*WHAT YOU HAVE TO DO*
Only those lines running from the line that contains "Mark each instance of the white window" through the end of the material are to be written out, each exactly as shown.

(Point labeling dataset excerpts)
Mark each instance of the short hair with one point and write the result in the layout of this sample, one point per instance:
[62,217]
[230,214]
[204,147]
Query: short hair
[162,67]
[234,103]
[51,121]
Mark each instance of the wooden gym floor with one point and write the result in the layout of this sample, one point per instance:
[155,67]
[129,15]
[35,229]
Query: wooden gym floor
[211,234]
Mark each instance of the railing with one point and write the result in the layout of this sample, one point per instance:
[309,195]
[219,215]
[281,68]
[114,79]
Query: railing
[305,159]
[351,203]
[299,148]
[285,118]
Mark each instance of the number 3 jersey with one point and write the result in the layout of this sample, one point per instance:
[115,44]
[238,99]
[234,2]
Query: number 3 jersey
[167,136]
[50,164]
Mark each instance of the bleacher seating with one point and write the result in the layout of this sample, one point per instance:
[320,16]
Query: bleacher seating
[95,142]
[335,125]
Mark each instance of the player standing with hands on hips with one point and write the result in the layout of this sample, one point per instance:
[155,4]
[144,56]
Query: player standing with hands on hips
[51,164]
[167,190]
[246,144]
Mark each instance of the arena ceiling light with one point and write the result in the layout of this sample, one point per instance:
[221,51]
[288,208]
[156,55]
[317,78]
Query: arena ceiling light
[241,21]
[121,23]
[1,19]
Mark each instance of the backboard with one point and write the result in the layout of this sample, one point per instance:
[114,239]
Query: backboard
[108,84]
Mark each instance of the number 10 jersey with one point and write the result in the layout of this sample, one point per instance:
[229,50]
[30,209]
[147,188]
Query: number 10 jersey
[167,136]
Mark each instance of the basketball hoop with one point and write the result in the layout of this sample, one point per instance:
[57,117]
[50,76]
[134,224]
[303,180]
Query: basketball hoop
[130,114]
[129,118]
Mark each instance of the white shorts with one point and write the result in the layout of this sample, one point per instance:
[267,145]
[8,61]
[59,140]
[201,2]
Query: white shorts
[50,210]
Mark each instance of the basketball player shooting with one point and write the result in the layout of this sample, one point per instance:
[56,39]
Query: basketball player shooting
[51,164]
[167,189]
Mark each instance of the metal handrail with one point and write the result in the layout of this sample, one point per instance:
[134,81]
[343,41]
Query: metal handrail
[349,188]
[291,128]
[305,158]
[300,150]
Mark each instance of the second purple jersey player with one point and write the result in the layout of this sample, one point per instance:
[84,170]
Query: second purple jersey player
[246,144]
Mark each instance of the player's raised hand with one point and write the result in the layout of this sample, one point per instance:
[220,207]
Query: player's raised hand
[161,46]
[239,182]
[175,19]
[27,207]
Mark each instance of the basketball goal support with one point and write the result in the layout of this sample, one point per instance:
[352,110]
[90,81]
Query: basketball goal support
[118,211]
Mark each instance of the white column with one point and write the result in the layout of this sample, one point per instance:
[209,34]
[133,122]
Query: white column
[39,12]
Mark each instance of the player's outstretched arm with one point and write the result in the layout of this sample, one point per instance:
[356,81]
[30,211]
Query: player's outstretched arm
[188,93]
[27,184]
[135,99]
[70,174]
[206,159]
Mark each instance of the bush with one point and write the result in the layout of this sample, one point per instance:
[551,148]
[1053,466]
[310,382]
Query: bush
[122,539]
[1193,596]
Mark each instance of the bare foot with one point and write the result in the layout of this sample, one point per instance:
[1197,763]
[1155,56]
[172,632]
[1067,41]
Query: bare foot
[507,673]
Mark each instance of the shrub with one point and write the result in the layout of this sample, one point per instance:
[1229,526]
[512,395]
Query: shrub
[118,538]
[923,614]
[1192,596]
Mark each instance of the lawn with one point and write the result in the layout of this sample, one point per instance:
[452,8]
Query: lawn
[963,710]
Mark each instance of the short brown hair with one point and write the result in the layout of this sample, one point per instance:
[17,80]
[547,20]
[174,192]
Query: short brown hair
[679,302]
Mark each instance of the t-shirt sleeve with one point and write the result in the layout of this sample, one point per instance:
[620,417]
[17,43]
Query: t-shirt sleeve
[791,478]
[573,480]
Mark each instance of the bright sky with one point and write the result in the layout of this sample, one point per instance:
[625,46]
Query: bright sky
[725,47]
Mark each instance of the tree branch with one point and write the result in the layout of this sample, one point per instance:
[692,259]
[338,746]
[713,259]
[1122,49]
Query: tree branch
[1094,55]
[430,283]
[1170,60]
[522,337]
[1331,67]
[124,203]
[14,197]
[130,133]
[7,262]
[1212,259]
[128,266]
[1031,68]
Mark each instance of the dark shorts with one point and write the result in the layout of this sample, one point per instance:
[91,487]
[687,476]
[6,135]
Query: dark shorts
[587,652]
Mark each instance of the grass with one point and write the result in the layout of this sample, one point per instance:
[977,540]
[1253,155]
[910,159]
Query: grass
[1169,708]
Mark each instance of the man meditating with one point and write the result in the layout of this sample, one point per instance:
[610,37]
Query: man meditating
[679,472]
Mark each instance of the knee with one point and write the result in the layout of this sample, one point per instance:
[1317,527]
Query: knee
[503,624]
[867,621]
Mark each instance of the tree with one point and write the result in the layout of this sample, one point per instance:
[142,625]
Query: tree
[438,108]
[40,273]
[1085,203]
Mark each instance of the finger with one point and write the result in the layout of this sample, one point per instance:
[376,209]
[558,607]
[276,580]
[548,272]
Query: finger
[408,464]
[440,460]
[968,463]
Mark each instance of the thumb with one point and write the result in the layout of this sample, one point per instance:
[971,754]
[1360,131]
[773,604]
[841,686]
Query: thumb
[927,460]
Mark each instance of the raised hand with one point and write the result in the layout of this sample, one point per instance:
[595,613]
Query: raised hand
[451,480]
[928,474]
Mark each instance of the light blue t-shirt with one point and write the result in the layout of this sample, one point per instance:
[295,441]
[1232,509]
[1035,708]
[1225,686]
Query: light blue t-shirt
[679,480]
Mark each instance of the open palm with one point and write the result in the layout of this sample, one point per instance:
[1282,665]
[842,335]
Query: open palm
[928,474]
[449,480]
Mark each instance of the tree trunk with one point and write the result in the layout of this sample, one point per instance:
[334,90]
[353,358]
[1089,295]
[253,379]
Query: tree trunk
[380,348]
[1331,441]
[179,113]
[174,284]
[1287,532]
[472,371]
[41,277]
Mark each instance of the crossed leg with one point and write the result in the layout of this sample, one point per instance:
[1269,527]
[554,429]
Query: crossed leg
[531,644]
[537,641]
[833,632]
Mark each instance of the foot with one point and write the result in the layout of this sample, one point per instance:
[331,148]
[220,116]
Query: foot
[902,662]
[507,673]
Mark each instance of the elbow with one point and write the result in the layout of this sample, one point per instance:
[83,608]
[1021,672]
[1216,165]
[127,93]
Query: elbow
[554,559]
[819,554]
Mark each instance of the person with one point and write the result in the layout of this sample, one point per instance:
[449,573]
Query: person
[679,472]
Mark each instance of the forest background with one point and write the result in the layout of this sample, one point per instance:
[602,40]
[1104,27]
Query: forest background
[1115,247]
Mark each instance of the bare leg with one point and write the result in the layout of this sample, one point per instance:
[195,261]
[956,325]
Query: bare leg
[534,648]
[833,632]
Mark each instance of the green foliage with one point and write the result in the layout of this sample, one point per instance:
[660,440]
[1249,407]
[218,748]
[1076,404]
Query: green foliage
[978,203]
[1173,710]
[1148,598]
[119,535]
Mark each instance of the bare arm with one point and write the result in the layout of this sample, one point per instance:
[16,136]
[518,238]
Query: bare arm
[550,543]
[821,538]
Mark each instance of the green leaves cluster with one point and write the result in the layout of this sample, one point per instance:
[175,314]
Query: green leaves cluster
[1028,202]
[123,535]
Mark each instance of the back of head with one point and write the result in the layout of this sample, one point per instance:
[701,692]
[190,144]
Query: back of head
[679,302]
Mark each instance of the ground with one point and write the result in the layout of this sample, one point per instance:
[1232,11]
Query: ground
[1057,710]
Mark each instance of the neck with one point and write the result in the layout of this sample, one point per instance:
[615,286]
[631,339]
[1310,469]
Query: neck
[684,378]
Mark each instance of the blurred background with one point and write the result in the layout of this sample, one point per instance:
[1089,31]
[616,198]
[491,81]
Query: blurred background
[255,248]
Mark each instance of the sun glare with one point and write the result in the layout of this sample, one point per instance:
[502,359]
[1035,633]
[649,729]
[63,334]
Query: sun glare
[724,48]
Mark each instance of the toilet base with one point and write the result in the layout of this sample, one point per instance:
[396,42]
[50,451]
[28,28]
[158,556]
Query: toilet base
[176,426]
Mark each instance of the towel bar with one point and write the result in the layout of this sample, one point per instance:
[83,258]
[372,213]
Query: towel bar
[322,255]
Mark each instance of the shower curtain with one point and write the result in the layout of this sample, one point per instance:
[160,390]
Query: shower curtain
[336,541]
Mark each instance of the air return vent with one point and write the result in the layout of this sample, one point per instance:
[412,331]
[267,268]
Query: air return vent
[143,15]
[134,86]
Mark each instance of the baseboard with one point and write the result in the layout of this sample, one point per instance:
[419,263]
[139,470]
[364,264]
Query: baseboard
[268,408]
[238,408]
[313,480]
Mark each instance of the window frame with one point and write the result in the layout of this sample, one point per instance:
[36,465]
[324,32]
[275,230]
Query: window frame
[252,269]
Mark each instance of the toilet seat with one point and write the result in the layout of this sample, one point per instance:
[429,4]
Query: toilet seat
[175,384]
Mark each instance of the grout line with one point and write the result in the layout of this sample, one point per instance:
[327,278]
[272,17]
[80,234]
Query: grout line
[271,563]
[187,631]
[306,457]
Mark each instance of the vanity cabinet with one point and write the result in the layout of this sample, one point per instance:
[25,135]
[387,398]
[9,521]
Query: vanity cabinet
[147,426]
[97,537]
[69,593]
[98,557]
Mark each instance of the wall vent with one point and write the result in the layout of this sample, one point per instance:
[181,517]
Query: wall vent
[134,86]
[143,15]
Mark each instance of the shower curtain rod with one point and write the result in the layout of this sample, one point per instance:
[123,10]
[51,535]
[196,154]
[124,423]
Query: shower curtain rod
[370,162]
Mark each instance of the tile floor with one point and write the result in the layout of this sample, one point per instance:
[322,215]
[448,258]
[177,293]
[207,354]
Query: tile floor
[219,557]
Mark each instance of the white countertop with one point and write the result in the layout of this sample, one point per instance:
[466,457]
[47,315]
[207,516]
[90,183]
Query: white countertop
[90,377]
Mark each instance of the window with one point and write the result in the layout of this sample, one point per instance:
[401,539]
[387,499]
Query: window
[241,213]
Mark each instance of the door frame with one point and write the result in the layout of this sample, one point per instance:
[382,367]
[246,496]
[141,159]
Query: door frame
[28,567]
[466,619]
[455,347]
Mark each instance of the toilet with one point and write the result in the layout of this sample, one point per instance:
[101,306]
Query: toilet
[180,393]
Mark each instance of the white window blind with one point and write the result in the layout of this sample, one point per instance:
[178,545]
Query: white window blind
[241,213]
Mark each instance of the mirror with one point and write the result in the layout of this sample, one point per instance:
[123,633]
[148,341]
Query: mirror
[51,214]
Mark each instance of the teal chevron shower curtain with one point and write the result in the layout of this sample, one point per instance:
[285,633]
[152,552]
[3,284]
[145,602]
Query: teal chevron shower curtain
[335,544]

*SOLUTION FOR THIS TASK*
Mark each instance of the white window blind with one point and write the result in the layout of this sample, one point per instance:
[178,545]
Query: white window blind
[241,213]
Mark each instance of the mirror with one point and write the result in the layout of this sample, one point per instance:
[123,633]
[148,341]
Query: mirror
[51,214]
Mark each instance of the teal chevron shower curtain with one point and write the result in the layout of this sample, one point per instance:
[285,633]
[152,552]
[3,284]
[145,602]
Query: teal chevron shower curtain
[335,544]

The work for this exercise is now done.